## Instruction
Gather from the material below every line that contains the string "metal".
-- Begin Input --
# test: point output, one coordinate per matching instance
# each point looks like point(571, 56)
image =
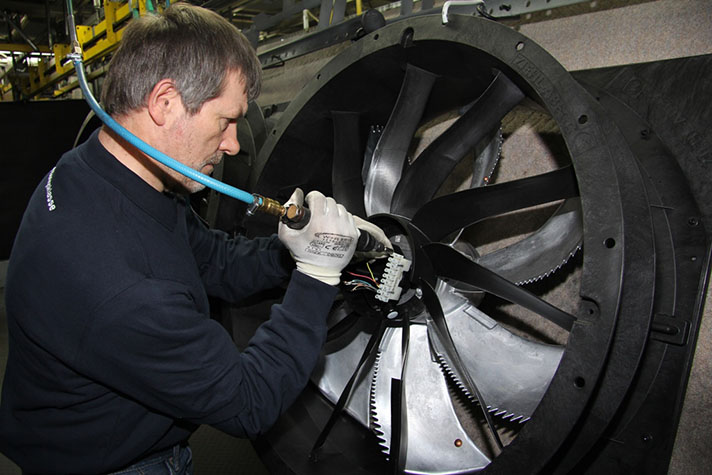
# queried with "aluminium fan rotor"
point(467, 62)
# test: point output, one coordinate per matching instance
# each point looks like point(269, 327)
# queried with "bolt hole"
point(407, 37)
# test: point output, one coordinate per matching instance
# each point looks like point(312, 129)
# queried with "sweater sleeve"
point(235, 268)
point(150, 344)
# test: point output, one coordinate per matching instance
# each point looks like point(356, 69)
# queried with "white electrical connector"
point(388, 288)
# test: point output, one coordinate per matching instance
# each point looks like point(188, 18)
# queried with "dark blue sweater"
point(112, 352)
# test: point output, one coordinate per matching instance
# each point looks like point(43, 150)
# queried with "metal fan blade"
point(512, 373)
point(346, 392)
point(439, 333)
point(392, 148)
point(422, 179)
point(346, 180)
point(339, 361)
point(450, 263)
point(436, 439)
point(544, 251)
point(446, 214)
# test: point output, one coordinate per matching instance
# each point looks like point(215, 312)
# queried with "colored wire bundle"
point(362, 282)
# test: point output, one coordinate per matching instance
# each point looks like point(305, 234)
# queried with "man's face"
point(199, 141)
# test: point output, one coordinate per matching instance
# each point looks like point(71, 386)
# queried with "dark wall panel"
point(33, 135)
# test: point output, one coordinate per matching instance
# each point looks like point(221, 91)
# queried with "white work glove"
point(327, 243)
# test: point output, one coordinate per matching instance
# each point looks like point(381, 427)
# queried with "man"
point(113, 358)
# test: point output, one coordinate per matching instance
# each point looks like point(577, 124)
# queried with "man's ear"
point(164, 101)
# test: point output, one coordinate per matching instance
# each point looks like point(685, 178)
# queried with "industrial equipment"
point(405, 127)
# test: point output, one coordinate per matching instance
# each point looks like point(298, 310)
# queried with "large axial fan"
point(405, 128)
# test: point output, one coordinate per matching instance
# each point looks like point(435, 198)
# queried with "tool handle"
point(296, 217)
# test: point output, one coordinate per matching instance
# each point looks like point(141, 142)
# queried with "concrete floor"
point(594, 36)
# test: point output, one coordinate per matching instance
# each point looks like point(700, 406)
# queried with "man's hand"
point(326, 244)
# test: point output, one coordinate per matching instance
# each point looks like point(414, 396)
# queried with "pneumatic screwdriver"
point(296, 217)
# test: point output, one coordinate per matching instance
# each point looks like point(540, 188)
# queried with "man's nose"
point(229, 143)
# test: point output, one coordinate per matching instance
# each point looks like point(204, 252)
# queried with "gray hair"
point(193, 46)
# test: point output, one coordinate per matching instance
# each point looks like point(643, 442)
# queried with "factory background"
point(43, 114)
-- End Input --
-- Begin Input --
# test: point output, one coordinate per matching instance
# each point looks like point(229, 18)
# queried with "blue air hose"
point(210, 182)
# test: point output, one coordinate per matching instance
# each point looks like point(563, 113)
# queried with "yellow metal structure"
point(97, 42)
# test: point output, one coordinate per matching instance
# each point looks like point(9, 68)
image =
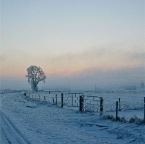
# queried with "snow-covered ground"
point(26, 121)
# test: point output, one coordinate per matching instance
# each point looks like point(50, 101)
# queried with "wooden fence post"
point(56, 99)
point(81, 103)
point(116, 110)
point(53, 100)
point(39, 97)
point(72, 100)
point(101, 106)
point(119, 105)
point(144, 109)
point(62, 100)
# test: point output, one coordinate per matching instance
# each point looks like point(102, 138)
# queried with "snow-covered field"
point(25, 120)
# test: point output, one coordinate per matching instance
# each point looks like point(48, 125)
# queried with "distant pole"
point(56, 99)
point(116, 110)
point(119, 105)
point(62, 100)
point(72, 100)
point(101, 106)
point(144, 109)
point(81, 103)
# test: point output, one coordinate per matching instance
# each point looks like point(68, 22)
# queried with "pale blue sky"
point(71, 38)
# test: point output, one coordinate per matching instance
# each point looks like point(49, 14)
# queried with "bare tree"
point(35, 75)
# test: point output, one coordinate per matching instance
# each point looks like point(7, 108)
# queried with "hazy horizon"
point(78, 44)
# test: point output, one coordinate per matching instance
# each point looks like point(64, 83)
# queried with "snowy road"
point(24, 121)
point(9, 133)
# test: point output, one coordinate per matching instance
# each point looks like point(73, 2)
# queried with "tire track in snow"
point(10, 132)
-- End Input --
## The result
# queried with "metal fan blade"
# queried with "yellow metal structure"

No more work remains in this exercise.